Goals |
(a) In the patent claims, in which direction is the guide element of claim 30 oriented?
(b) Set down, word for word, everything in the patent claims from "29. The sliding" down to "twin load-bearing rollers.".

Document passage |
— start —
29. The sliding stanchion according to claim 24, wherein an outer diameter of the guide roller projects beyond a width of the twin load-bearing rollers.

30. The sliding stanchion according to claim 24, wherein the sliding stanchion comprises, at least in portions, at least one guide element extending from an edge of said sliding-stanchion body, wherein said guide element is oriented outward in a direction away from the loading platform.

31. The sliding stanchion according to claim 24, wherein the guide rollers of said stanchion suspension device are arranged flush with each other.

32. An openable side tarpaulin wall system for a utility vehicle, comprising a longitudinal beam supported against a loading platform of the utility vehicle; a plurality of sliding stanchions; and a tarpaulin closing a lateral opening of the utility vehicle below said longitudinal beam; wherein said plurality of sliding stanchions is attached to said tarpaulin, wherein each of said plurality of sliding stanchions comprises an upper stanchion suspension device, wherein the upper stanchion suspension device is displaceable along a first chamber of said longitudinal beam, wherein the stanchion suspension device comprises a plurality of load-bearing twin rollers having a horizontal axis of rotation, wherein the stanchion suspension device comprises a leading guide roller and a trailing guide roller, each of said leading and trailing guide rollers having a vertical axis of rotation and being arranged in said first chamber, wherein the leading guide roller is arranged before said plurality of load-bearing twin rollers of the stanchion suspension device in a direction of travel of the stanchion suspension device, wherein the trailing guide roller is arranged behind said plurality of load-bearing twin rollers of the stanchion suspension device in a direction of travel of the stanchion suspension device, wherein the sliding stanchions comprise a lower sliding-stanchion carriage at an end opposite the stanchion suspension device, wherein the sliding-stanchion carriage is displaceable with respect to a guide rail assigned to the loading platform, wherein said tarpaulin is suspended to a plurality of tarpaulin suspension devices attached to said tarpaulin, wherein the tarpaulin suspension devices are displaceable along a second chamber of said beam, wherein the tarpaulin comprises a plurality of tarpaulin carriages, wherein the tarpaulin carriages are arranged opposite said tarpaulin suspension devices, wherein the tarpaulin carriages of the tarpaulin are displaceable with respect to said guide rail assigned to the loading platform.
— end —
Listing |
— start —
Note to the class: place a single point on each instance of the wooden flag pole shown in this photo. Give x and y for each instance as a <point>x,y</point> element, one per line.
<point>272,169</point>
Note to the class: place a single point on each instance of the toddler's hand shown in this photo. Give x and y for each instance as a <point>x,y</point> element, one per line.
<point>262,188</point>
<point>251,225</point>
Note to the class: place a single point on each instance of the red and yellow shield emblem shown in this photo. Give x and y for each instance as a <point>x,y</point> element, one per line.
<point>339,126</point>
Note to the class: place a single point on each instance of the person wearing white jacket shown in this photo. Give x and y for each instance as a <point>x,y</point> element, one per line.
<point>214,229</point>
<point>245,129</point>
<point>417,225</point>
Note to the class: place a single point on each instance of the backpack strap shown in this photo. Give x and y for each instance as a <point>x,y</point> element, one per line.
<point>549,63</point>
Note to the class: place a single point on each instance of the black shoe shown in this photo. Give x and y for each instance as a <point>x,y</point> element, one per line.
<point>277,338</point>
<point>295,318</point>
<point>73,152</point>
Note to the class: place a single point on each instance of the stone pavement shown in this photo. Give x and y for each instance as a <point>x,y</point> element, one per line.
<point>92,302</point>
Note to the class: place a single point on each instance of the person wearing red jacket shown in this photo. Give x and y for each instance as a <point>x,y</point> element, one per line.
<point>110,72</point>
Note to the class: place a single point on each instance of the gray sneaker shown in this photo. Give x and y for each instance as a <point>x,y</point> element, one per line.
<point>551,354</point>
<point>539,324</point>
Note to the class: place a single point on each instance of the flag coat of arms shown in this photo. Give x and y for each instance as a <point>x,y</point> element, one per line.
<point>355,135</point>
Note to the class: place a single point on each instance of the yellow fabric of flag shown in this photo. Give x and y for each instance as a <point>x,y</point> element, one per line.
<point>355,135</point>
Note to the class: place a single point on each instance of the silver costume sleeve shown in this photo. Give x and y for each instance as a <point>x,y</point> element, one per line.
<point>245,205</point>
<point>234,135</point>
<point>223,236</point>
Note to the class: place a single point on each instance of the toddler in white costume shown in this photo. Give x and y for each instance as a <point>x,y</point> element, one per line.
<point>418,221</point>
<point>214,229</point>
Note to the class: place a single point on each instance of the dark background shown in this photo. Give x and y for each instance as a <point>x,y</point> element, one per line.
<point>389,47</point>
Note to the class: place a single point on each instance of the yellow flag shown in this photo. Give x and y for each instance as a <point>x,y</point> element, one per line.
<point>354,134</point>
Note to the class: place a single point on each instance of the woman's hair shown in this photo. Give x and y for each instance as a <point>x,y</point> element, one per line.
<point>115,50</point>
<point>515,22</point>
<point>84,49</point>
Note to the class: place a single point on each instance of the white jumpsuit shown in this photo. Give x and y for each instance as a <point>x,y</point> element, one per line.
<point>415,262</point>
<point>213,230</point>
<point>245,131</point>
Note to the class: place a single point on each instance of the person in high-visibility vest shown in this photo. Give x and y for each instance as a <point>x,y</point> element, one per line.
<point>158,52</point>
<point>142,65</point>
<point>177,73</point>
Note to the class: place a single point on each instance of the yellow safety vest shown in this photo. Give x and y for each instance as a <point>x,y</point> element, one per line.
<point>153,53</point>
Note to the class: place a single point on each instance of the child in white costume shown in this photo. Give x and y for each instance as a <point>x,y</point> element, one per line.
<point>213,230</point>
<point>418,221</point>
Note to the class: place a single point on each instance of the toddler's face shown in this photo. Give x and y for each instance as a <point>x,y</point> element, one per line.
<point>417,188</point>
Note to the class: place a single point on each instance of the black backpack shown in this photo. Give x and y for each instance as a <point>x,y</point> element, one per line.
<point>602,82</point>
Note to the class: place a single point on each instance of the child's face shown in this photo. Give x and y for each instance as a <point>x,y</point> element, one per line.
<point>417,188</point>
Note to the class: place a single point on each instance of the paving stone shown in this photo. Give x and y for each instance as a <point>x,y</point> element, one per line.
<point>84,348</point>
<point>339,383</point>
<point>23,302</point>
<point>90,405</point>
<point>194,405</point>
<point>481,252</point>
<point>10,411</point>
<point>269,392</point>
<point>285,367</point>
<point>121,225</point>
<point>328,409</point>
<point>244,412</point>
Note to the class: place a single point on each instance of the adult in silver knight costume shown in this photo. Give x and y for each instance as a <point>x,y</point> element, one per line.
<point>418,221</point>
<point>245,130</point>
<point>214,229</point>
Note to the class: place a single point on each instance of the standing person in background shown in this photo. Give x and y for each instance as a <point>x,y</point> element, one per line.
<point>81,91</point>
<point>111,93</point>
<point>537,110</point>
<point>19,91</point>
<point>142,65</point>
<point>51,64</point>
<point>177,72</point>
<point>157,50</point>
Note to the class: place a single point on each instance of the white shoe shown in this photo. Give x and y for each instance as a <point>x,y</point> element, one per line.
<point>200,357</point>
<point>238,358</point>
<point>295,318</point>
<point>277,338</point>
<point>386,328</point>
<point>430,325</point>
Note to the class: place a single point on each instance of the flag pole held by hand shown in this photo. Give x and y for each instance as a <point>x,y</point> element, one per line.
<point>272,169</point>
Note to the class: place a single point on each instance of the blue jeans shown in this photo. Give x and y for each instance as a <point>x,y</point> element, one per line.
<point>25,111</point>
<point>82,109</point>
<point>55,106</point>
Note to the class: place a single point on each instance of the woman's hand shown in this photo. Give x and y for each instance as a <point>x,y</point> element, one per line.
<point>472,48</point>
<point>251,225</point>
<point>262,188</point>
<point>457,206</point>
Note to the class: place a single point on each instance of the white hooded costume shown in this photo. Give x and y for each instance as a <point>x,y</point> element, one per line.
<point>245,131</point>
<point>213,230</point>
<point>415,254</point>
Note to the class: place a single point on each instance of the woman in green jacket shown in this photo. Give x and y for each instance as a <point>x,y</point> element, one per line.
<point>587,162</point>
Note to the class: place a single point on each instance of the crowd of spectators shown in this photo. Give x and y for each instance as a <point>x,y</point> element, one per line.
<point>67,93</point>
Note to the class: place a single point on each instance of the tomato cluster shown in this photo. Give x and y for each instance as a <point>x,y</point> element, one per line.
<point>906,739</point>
— end —
Set of answers |
(a) Outward, in a direction away from the loading platform.

(b)
29. The sliding stanchion according to claim 24, wherein an outer diameter of the guide roller projects beyond a width of the twin load-bearing rollers.